▼

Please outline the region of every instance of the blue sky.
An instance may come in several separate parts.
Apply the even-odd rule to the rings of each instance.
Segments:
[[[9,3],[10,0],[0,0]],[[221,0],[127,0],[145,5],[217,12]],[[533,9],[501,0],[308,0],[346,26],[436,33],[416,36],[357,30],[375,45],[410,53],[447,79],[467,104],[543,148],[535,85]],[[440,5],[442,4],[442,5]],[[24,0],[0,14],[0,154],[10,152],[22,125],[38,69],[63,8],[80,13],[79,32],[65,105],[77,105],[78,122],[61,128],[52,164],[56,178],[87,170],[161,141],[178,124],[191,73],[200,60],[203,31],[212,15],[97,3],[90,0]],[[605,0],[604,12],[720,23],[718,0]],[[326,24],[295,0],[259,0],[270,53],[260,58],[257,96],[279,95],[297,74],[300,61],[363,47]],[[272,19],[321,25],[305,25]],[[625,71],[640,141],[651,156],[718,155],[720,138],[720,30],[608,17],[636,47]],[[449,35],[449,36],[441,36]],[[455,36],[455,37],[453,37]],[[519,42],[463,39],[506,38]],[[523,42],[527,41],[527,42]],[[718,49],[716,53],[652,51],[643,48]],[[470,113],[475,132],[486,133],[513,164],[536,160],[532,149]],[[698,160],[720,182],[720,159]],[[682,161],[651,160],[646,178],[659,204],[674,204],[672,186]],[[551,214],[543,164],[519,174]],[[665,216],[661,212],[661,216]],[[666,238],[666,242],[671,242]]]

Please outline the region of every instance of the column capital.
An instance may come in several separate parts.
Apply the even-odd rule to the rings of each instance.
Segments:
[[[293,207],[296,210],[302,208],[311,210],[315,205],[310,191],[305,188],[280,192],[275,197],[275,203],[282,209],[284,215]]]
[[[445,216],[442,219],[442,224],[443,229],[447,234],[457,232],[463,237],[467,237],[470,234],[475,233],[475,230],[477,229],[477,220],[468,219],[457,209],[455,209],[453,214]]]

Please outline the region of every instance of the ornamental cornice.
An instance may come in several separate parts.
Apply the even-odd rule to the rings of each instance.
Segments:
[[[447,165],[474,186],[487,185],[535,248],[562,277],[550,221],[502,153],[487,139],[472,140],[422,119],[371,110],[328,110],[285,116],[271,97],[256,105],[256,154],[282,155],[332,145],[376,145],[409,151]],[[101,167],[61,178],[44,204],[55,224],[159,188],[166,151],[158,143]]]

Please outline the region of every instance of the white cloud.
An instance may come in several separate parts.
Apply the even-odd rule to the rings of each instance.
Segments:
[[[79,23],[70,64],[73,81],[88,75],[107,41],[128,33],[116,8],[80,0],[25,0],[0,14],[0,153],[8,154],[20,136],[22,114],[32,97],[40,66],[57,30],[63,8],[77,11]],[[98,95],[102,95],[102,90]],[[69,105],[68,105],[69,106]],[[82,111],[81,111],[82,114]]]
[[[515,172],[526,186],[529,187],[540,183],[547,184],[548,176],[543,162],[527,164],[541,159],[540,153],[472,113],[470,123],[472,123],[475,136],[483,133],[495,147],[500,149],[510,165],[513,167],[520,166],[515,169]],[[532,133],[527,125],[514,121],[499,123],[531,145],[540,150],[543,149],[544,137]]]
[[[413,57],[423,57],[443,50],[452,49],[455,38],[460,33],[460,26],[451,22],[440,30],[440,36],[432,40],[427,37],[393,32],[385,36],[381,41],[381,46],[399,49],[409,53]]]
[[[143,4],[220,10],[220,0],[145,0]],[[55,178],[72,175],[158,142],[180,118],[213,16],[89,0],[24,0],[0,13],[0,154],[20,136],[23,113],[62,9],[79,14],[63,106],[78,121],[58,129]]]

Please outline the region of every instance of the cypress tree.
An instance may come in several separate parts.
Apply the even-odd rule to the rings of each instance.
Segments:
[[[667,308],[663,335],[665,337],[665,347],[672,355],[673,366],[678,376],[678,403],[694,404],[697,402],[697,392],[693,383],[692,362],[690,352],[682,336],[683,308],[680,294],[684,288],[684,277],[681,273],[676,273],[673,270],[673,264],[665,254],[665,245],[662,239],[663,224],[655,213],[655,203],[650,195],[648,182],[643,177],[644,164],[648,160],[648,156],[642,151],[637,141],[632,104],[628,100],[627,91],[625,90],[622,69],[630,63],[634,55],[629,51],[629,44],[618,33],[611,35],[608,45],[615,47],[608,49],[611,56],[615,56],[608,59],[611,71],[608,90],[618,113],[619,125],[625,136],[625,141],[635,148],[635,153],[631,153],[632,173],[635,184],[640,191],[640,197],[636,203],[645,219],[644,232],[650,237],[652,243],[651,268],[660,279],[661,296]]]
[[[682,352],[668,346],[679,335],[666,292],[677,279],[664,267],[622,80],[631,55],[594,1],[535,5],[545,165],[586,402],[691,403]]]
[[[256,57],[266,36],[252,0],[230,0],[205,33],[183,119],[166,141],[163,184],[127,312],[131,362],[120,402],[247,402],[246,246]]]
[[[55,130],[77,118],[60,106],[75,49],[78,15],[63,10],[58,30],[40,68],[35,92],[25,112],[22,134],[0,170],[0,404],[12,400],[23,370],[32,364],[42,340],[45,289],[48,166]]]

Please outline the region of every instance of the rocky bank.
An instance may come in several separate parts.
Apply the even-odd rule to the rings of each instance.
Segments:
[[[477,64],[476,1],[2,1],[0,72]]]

▲

Output the full listing without altering anything.

Written answer:
Please outline the region of every instance of the blue sky.
An instance may come in several separate parts.
Apply the even-odd rule to the rings of each instance.
Segments:
[[[9,3],[10,0],[0,0]],[[221,0],[127,0],[145,5],[217,12]],[[533,9],[501,0],[308,0],[346,26],[436,33],[416,36],[357,30],[375,45],[410,53],[447,79],[467,104],[543,148],[535,85]],[[440,5],[442,4],[442,5]],[[24,0],[0,14],[0,154],[10,152],[22,125],[38,69],[63,8],[80,13],[79,32],[65,105],[77,105],[78,122],[61,128],[52,164],[56,178],[87,170],[161,141],[178,124],[191,73],[200,60],[203,31],[212,15],[97,3],[90,0]],[[605,0],[604,12],[720,23],[718,0]],[[326,24],[295,0],[259,0],[270,53],[260,58],[257,96],[279,95],[297,74],[300,61],[363,47]],[[272,19],[321,25],[305,25]],[[625,71],[640,141],[651,156],[718,155],[720,138],[720,30],[608,17],[636,47]],[[449,35],[449,36],[441,36]],[[455,36],[455,37],[453,37]],[[519,42],[463,39],[506,38]],[[523,42],[527,41],[527,42]],[[718,49],[716,53],[652,51],[643,48]],[[470,113],[475,132],[486,133],[513,164],[536,160],[532,149]],[[698,160],[720,182],[720,159]],[[682,161],[651,160],[646,178],[659,204],[674,204],[672,186]],[[551,214],[543,164],[519,174]],[[665,216],[661,212],[661,216]],[[666,238],[666,242],[671,242]]]

Please outline the region of every instance of the column capital.
An instance may come in several separate parts.
Apply the even-odd rule to the rings of each instance.
Segments:
[[[293,207],[296,210],[302,208],[311,210],[315,205],[310,191],[305,188],[280,192],[275,197],[275,203],[282,209],[284,215]]]
[[[445,216],[442,219],[442,224],[443,229],[447,234],[457,232],[463,237],[467,237],[470,234],[475,233],[475,230],[477,229],[477,220],[468,219],[457,209],[455,209],[453,214]]]

Please outline the region of every instance of the ornamental cornice.
An instance may come in several separate parts.
Apply the even-odd rule to the rings of each instance.
Segments:
[[[447,165],[474,186],[487,185],[535,248],[562,277],[550,221],[502,153],[487,139],[472,140],[422,119],[371,110],[328,110],[285,116],[271,97],[256,105],[256,154],[282,155],[332,145],[376,145],[409,151]],[[101,167],[61,178],[44,204],[55,224],[159,188],[166,151],[158,143]]]

Please outline the region of every instance of the white cloud.
An instance may come in several separate parts.
Apply the even-odd rule to the rings of each instance.
Segments:
[[[79,23],[70,64],[73,81],[88,75],[107,41],[128,33],[116,8],[80,0],[25,0],[0,14],[0,153],[8,154],[20,136],[22,114],[32,97],[40,66],[57,30],[63,8],[77,11]],[[98,95],[102,95],[102,90]],[[69,105],[68,105],[69,106]],[[82,111],[81,111],[82,114]]]
[[[515,172],[526,186],[529,187],[540,183],[547,184],[548,176],[543,162],[527,164],[541,159],[540,153],[472,113],[470,123],[472,123],[475,136],[483,133],[495,147],[500,149],[510,165],[513,167],[520,166],[515,169]],[[532,133],[527,125],[514,121],[499,123],[531,145],[540,150],[543,149],[544,137]]]
[[[413,57],[423,57],[443,50],[452,49],[455,38],[460,33],[460,26],[451,22],[440,30],[440,36],[432,40],[427,37],[393,32],[385,36],[381,41],[381,46],[399,49],[409,53]]]
[[[143,4],[220,10],[220,0],[145,0]],[[55,178],[72,175],[158,142],[180,118],[213,16],[89,0],[24,0],[0,13],[0,154],[20,136],[23,113],[62,9],[79,14],[63,106],[78,121],[58,129]]]

Please outline the region of every instance of the cypress tree.
An instance may come in several separate parts.
Apply the even-odd rule to the rings of each instance.
Segments:
[[[667,308],[663,335],[665,337],[665,347],[672,355],[673,366],[678,376],[678,403],[694,404],[697,402],[697,392],[693,383],[692,362],[690,352],[682,336],[683,308],[680,294],[684,288],[684,277],[681,273],[676,273],[673,270],[673,264],[665,254],[665,245],[662,239],[663,224],[655,213],[655,203],[650,195],[648,182],[643,177],[644,164],[648,160],[648,156],[642,151],[637,141],[632,104],[628,100],[627,91],[625,90],[622,69],[630,63],[634,55],[629,51],[629,44],[618,33],[611,35],[608,45],[615,47],[608,49],[611,56],[615,56],[608,59],[611,71],[608,90],[618,113],[619,125],[625,136],[625,141],[635,148],[635,153],[631,153],[632,173],[635,184],[640,191],[640,197],[636,203],[645,219],[644,232],[650,237],[652,243],[651,268],[660,279],[661,296]]]
[[[682,352],[668,346],[679,335],[666,292],[677,279],[664,267],[622,80],[631,55],[594,1],[535,5],[545,165],[586,402],[691,403]]]
[[[256,57],[266,36],[252,0],[230,0],[205,33],[183,119],[166,141],[163,184],[127,312],[131,362],[120,402],[247,402],[246,246]]]
[[[55,130],[77,118],[60,106],[75,49],[78,15],[63,10],[58,30],[40,68],[35,92],[25,112],[22,134],[0,170],[0,404],[12,400],[23,370],[32,364],[42,340],[45,289],[48,166]]]

Please outline the region of every instance of the rocky bank.
An instance may come in several separate parts.
Apply the even-odd rule to the rings of each instance.
Segments:
[[[477,64],[476,1],[2,1],[0,72]]]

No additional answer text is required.